## Start PROVIDED DATA
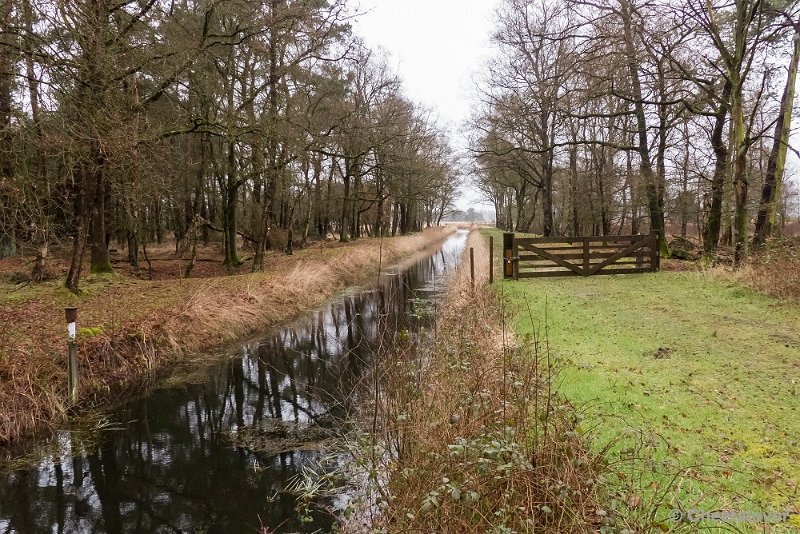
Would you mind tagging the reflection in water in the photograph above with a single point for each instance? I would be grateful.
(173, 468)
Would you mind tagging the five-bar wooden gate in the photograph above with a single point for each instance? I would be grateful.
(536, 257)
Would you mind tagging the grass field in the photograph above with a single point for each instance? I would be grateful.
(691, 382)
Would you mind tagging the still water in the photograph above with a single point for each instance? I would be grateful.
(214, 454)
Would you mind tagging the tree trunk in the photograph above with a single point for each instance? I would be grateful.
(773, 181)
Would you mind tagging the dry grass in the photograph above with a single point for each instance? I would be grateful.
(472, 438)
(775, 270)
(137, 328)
## End PROVIDED DATA
## Start PROVIDED DATA
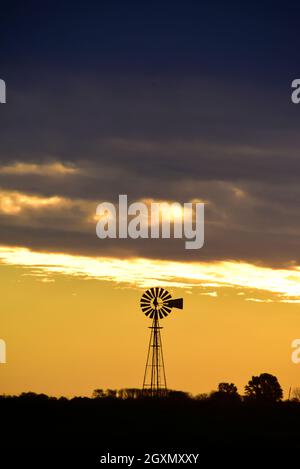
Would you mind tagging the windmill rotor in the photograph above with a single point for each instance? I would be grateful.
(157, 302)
## End PROVIDED DATA
Copy out every line of the data above that contains the string "grass". Treat matching as case-sensitive.

## FULL OUTPUT
Would you mind tagging the grass field in the photograph above with a single point for each instance? I would be grateful.
Would you mind tagging the dry grass in the photograph above with a single point for each instance? I would be grateful.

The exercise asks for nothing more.